In anticipation of St. Patrick’s Day, tonight my son hung Irish flags on the wall and we ate corned beef for dinner. But my mom always told me that corned beef wasn’t Irish and I never saw any during the six months that I Iived with a family in the Dublin suburbs. I buy corned beef around St. Patrick’s Day every year only because stores put it on sale.
But why do they? Why do we associate this un-Irish food with an Irish holiday?
It makes sense, actually.
Neither the holiday nor the saint are Irish, so it’s only fitting that we celebrate with food that isn’t either. St. Patrick was the son of a 4th Century Roman official, and although historians disagree as to whether his homeland was in modern day France or England, it wasn’t in Ireland. He was dragged to the Emerald Isle as a prisoner and escaped as soon as he could. (For more on Patrick, see my post here.) Centuries later, in 1762, other men who’d fled the green shores hosted the first St. Patrick’s Day parade in New York. That’s right, the first rowdy celebrants of Ireland’s patron saint were not Irish but American. And they still are. Dubliners come out in droves to see the “Patrick’s Day” parade, and they come to see the show put on by the crazy Americans with green hair drinking green beer. (For more about St. Patrick’s Day in Ireland, see my post here.) So we have an American holiday created to honor a Roman saint. Why not celebrate it with a Jewish culinary staple?
At the time the vast majority of Irish emigrated to America in the 1800s, most people in Ireland were not eating beef, corned or otherwise. They couldn’t afford it. Pork was much more common, and it was heavily cured with salt. When Irish arrived in cities like New York, they found beef to be cheaper than pork and they also found their Jewish neighbors serving a salt cured beef that tasted similar to the bacon they enjoyed back in Ireland (which is not much like American “streaky bacon”). So did the Irish immigrants eat corned beef because it was as close as they could get to back-home cooking or because it was the cheapest meat they could find? I think the answer is “yes.” They ate what was cheapest back in Ireland as well as in their new homeland. Good food is important. But it’s also important to save money so you have enough left to buy beer. In fact, you buy the beer first. Then after a while you don’t care what the meat is. And the cabbage? Another U.S. substitution. Potatoes were relatively cheap, but cabbage was cheaper. Again, more money for beer.

Brief A => From the post on corned beef and St. Patrick's Day, translate this sentence into Spanish: "Pork was much more common, and it was heavily cured with salt."
The text and the records have no connection to each other.

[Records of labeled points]
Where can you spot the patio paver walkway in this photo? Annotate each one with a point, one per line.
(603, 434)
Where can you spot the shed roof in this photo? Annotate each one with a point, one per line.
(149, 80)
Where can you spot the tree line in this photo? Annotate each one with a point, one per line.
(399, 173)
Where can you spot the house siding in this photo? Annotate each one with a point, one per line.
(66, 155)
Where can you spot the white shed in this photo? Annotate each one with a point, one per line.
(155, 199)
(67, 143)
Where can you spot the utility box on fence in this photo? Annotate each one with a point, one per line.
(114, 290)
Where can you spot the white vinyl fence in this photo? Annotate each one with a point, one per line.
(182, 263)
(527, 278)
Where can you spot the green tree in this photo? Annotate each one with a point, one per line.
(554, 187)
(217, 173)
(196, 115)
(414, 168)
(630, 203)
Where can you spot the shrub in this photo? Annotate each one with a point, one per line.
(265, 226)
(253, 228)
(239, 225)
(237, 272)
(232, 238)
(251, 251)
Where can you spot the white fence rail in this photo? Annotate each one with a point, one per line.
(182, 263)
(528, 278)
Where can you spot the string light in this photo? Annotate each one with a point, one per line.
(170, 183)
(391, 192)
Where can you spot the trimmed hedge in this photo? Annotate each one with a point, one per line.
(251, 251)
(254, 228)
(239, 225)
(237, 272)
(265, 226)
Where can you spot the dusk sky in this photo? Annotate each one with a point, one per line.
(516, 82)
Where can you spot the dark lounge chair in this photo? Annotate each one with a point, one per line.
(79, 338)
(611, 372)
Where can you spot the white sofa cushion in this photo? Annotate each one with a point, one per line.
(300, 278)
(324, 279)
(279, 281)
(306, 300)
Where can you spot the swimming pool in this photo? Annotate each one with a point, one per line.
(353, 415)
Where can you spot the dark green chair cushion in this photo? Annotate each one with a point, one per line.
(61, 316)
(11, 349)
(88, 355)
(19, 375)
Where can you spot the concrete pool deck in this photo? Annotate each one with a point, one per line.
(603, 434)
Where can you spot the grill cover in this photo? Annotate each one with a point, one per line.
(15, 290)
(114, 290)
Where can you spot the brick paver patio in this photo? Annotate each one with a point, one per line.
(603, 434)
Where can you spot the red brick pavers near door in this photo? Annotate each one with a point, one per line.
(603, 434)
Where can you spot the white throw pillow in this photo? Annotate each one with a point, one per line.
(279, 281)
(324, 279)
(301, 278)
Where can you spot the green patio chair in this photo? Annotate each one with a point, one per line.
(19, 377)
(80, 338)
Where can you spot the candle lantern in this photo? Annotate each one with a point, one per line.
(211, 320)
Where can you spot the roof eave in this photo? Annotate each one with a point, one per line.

Brief B => In the records, replace "Annotate" with "Mark" in the lines starting with the line that contains "Where can you spot the white throw" and going on through the end of the records, leaving everything else unchanged, and give only those lines.

Worked solution A => El cerdo era mucho más común y se curaba abundantemente con sal.

Worked solution B =>
Where can you spot the white throw pillow in this photo? Mark each one with a point, one per line.
(279, 281)
(324, 279)
(301, 278)
Where can you spot the green patio chair in this photo? Mark each one with a point, one per line.
(19, 377)
(80, 338)
Where can you spot the candle lantern in this photo? Mark each one with a point, one per line.
(211, 320)
Where can you spot the roof eave in this photo? Mark each one with a point, one per line.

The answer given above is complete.